Available records:
====

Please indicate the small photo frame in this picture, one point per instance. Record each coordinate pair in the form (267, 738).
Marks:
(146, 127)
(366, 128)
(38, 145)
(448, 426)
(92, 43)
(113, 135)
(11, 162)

====

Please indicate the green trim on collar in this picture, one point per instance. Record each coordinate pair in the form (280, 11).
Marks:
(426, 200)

====

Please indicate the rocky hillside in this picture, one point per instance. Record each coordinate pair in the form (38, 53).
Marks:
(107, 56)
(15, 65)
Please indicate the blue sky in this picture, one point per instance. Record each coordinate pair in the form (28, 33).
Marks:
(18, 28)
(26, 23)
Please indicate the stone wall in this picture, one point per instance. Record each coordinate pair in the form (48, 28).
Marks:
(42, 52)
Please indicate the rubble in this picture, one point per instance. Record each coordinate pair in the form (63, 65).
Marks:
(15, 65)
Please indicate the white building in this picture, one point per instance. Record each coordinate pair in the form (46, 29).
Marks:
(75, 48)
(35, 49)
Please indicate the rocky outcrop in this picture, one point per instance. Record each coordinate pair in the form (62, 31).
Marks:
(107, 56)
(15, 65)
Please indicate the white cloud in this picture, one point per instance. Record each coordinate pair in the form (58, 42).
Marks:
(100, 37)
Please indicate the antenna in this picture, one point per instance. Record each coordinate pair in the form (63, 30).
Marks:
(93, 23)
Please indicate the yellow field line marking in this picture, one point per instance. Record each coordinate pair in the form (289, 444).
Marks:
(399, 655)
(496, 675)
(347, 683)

====

Required action: Only lines that contain "white" are needed, so copy each of them from the data.

Answer to the problem:
Please indicate the white building in this picture, one point per instance. Record each coordinate pair in the form (46, 29).
Please indicate the white cloud in this picture, one point per instance. Record each coordinate pair in the form (58, 42).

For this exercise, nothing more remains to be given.